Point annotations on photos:
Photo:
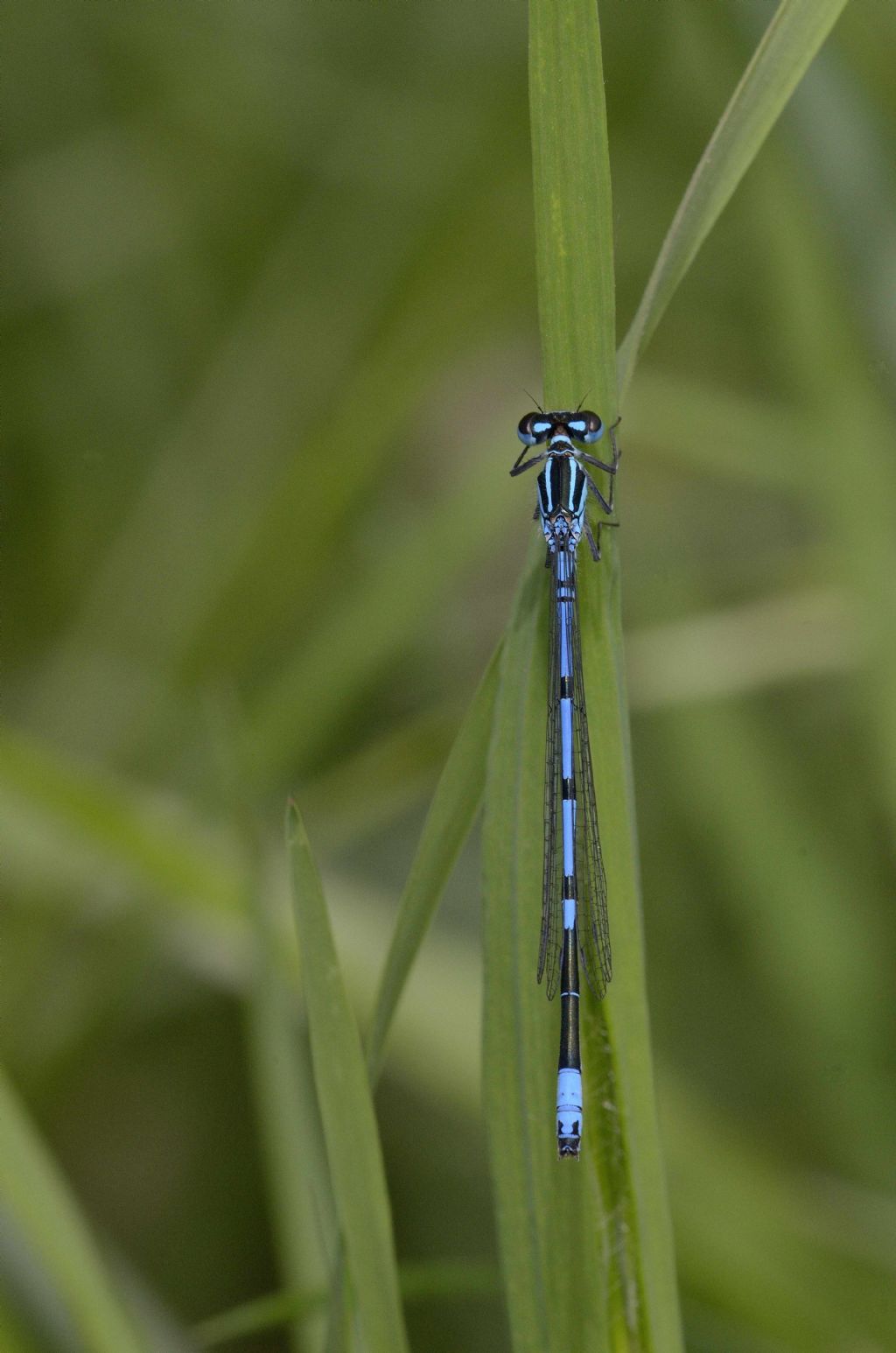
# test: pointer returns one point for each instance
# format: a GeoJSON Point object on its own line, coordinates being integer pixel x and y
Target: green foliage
{"type": "Point", "coordinates": [346, 1114]}
{"type": "Point", "coordinates": [272, 294]}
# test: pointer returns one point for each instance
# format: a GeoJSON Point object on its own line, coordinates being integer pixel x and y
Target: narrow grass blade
{"type": "Point", "coordinates": [37, 1197]}
{"type": "Point", "coordinates": [586, 1251]}
{"type": "Point", "coordinates": [289, 1127]}
{"type": "Point", "coordinates": [346, 1110]}
{"type": "Point", "coordinates": [788, 45]}
{"type": "Point", "coordinates": [451, 815]}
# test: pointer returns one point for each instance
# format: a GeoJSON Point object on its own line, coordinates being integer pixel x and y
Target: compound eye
{"type": "Point", "coordinates": [585, 426]}
{"type": "Point", "coordinates": [534, 429]}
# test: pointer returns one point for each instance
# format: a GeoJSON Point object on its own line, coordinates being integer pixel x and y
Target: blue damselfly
{"type": "Point", "coordinates": [574, 923]}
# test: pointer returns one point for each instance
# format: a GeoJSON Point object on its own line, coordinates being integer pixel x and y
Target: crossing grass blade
{"type": "Point", "coordinates": [346, 1111]}
{"type": "Point", "coordinates": [37, 1199]}
{"type": "Point", "coordinates": [586, 1251]}
{"type": "Point", "coordinates": [788, 45]}
{"type": "Point", "coordinates": [451, 815]}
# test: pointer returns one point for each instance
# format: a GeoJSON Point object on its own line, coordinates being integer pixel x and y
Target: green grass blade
{"type": "Point", "coordinates": [290, 1132]}
{"type": "Point", "coordinates": [349, 1125]}
{"type": "Point", "coordinates": [586, 1251]}
{"type": "Point", "coordinates": [66, 810]}
{"type": "Point", "coordinates": [788, 45]}
{"type": "Point", "coordinates": [425, 1280]}
{"type": "Point", "coordinates": [37, 1197]}
{"type": "Point", "coordinates": [451, 815]}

--- WRITTEN PROBLEM ---
Reproduce every line of the listing above except the pictures. Multiply each pixel coordinate in the GeoJSON points by 1.2 and round it to a whole number, rounding halves up.

--- SOLUTION TO THE EXERCISE ---
Photo:
# test: pointer returns one point for each instance
# format: a GeoJSON Point object on its own line, coordinates being integer pixel x and y
Target: green foliage
{"type": "Point", "coordinates": [415, 1337]}
{"type": "Point", "coordinates": [326, 353]}
# test: pointer returns one point for each instance
# format: a GeoJSON Point object on its own line, coordinates being integer pixel x and y
Target: narrow grass blade
{"type": "Point", "coordinates": [44, 1436]}
{"type": "Point", "coordinates": [703, 1501]}
{"type": "Point", "coordinates": [347, 1352]}
{"type": "Point", "coordinates": [415, 1332]}
{"type": "Point", "coordinates": [946, 54]}
{"type": "Point", "coordinates": [541, 978]}
# test: pointer returns one point for each instance
# format: a GeoJSON Point object on its own line, coordinates being integer pixel x and y
Target: compound eye
{"type": "Point", "coordinates": [702, 511]}
{"type": "Point", "coordinates": [641, 515]}
# test: pointer returns one point for each instance
# format: a GeoJSON Point object on its own line, coordinates being integer pixel x and y
Target: blue damselfly
{"type": "Point", "coordinates": [689, 1108]}
# test: pointer returns one point for each instance
# format: a GeoJSON Point object on its own line, coordinates being integer pixel x and y
Target: crossing grass blade
{"type": "Point", "coordinates": [415, 1333]}
{"type": "Point", "coordinates": [44, 1439]}
{"type": "Point", "coordinates": [703, 1501]}
{"type": "Point", "coordinates": [946, 54]}
{"type": "Point", "coordinates": [541, 978]}
# test: pointer returns one point for each instance
# format: a GeoJSON Point object on its own line, coordinates being integer pixel x and y
Target: green grass blade
{"type": "Point", "coordinates": [348, 1358]}
{"type": "Point", "coordinates": [419, 1350]}
{"type": "Point", "coordinates": [703, 1501]}
{"type": "Point", "coordinates": [79, 972]}
{"type": "Point", "coordinates": [946, 54]}
{"type": "Point", "coordinates": [510, 1536]}
{"type": "Point", "coordinates": [44, 1436]}
{"type": "Point", "coordinates": [541, 978]}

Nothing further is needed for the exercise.